▸ Exercise inputs:
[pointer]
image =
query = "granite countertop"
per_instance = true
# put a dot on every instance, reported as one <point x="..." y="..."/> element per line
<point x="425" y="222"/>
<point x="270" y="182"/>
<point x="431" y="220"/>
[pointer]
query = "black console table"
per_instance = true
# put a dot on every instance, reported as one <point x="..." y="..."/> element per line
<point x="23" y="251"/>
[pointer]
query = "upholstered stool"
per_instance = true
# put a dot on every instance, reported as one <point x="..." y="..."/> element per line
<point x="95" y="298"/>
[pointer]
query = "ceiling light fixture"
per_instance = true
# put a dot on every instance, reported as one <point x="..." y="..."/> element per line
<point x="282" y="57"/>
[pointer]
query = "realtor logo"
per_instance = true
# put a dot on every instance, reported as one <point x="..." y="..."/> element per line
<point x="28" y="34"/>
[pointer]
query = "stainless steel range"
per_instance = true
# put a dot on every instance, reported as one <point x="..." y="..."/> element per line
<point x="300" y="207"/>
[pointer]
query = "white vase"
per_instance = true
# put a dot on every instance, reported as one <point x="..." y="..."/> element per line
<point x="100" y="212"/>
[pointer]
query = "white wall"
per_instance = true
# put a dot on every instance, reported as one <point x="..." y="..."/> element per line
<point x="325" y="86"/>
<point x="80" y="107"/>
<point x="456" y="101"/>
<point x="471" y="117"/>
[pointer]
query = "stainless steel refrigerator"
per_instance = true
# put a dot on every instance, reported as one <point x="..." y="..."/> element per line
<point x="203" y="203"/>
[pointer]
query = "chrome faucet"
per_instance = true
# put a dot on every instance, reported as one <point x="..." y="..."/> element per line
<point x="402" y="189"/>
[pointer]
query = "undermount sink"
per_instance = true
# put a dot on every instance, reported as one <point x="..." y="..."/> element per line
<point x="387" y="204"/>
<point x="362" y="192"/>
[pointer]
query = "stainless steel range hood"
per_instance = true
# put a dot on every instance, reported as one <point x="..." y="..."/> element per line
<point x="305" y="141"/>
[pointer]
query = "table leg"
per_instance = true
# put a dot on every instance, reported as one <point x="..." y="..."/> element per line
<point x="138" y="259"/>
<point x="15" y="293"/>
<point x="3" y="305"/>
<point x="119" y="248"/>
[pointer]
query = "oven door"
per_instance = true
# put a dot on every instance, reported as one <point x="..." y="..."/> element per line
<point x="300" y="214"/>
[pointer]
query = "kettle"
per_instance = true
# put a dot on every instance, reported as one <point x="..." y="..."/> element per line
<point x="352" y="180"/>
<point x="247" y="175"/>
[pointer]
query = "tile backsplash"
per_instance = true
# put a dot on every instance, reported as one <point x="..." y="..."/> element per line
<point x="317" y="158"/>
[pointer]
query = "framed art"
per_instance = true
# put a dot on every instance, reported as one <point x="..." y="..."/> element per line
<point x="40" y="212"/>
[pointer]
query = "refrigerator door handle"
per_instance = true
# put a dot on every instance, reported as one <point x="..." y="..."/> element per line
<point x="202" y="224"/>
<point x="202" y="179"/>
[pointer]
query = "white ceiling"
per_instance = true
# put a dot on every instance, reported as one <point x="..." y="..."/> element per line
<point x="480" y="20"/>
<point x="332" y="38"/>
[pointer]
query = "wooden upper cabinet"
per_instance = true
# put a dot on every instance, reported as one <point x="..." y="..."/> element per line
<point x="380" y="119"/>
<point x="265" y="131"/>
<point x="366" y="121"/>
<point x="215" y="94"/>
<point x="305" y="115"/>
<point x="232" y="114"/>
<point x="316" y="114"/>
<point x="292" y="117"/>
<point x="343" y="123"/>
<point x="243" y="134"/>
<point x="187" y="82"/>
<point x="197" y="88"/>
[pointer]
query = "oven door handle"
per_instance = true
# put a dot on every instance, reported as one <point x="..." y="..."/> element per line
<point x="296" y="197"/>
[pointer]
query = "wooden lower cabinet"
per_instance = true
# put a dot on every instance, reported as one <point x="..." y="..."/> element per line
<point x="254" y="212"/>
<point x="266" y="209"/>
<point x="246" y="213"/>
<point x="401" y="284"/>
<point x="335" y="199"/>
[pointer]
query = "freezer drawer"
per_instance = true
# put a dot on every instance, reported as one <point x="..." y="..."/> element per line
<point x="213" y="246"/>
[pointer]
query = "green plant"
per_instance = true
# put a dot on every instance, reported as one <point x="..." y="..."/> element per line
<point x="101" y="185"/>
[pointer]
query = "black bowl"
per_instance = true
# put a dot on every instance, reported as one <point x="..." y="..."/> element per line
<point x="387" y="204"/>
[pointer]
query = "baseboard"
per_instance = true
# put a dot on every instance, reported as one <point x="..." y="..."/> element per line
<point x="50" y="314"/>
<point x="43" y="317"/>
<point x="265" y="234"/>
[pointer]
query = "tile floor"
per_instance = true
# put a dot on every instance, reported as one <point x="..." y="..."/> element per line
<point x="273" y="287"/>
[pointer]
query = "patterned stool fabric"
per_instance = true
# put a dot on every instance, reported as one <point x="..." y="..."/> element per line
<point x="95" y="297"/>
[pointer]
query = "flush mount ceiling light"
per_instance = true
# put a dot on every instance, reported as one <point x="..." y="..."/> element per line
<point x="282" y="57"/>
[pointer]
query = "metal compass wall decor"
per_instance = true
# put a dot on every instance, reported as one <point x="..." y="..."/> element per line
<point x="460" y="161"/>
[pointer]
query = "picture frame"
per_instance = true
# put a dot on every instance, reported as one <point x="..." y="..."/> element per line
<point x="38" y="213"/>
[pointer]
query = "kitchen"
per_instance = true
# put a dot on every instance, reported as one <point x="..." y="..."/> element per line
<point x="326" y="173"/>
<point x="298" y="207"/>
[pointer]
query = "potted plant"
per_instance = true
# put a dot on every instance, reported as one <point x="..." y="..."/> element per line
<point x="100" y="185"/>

▸ The exercise: Please select every line of the records above that contains the string "oven", with case counting.

▸ Solution to the exercise:
query = "oven door"
query = "oven door handle"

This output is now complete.